'''

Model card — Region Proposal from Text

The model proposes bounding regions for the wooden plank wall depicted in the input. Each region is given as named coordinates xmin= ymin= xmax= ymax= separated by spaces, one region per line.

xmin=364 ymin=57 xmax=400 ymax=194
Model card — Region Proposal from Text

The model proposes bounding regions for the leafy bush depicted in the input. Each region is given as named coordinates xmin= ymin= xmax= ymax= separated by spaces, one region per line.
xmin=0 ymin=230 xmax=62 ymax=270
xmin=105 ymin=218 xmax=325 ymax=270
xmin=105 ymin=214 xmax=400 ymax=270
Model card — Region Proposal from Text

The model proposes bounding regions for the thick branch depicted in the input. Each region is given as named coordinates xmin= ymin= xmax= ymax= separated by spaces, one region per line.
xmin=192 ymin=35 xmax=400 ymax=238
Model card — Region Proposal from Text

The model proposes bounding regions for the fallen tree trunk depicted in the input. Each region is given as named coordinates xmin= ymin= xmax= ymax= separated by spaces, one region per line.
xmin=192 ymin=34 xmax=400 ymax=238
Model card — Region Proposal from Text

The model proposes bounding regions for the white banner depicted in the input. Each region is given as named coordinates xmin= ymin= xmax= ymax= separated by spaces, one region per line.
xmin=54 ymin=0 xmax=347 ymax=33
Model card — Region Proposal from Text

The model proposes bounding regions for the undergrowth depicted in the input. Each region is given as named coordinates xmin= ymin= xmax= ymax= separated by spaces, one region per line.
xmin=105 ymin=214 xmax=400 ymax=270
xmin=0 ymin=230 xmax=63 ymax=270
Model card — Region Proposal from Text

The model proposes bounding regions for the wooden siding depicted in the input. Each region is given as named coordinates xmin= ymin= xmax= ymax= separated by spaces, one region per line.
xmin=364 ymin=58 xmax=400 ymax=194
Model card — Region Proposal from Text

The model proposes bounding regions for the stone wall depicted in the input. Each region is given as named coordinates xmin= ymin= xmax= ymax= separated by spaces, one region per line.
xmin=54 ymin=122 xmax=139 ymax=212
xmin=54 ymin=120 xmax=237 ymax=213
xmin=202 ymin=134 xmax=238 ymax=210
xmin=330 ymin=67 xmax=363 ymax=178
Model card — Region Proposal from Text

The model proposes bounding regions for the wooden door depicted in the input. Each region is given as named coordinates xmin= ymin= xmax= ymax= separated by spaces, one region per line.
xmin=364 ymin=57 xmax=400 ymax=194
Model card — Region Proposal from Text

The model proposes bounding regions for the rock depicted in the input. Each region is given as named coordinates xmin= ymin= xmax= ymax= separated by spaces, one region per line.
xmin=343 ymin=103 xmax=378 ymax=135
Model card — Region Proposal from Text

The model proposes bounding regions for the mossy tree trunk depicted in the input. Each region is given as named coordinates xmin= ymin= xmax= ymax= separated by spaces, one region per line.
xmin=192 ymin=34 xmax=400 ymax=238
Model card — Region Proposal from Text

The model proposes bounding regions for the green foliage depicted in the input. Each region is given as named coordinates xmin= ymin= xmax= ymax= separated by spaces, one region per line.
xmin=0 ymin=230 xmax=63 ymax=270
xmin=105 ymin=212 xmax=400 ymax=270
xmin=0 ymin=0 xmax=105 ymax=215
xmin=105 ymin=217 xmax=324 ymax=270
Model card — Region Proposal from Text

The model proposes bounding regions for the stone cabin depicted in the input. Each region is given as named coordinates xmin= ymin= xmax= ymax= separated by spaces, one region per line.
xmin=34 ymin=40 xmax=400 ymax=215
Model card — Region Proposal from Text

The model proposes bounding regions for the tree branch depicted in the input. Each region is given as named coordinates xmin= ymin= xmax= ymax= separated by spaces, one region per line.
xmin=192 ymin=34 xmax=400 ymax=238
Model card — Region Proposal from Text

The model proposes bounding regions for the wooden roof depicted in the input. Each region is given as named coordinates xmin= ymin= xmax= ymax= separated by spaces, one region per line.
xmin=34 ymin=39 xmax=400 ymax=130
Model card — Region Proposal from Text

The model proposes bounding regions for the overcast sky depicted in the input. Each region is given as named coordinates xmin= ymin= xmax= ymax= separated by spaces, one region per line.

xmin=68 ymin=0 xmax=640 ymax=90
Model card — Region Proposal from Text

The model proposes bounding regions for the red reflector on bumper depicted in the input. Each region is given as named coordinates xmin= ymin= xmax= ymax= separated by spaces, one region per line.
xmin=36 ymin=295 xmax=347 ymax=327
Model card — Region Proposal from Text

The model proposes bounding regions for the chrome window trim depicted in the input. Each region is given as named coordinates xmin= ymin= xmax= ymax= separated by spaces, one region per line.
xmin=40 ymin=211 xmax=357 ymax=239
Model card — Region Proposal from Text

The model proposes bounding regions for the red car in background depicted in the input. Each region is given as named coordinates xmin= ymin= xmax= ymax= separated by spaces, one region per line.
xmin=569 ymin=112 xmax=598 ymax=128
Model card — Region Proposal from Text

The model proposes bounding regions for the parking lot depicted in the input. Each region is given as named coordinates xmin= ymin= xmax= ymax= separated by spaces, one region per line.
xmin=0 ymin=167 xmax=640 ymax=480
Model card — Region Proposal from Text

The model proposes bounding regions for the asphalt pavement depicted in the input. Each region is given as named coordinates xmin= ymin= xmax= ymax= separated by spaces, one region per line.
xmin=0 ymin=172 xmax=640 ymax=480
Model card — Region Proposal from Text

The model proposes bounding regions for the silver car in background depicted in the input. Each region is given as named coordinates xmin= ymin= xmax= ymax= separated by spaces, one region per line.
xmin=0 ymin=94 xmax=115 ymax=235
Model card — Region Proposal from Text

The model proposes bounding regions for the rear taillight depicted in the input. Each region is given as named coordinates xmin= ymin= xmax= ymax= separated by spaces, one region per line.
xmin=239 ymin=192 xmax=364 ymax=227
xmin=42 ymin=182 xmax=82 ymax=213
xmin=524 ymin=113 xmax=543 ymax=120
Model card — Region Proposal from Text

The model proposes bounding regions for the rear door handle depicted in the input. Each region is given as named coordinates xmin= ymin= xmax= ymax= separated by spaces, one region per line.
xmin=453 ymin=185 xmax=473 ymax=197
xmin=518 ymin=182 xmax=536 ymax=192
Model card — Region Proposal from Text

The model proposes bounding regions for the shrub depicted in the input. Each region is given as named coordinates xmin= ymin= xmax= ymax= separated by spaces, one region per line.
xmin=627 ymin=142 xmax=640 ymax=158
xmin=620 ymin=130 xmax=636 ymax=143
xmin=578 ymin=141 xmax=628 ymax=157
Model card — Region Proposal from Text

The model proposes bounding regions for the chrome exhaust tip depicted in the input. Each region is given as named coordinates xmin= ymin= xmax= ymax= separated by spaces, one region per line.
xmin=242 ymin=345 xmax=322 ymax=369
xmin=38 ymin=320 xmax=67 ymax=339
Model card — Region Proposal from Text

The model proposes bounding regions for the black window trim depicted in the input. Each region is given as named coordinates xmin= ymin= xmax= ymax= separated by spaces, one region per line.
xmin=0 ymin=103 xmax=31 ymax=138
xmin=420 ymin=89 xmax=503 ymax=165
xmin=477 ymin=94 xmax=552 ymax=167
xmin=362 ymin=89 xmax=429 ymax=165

'''

* Task prompt *
Keep only the lines above that contain the string "banner", and treat uppercase and lowercase as different.

* Answer to this exercise *
The model proposes bounding regions for the white banner depicted in the input. Each region is given as named coordinates xmin= ymin= xmax= ymax= separated by spaces, one region per line.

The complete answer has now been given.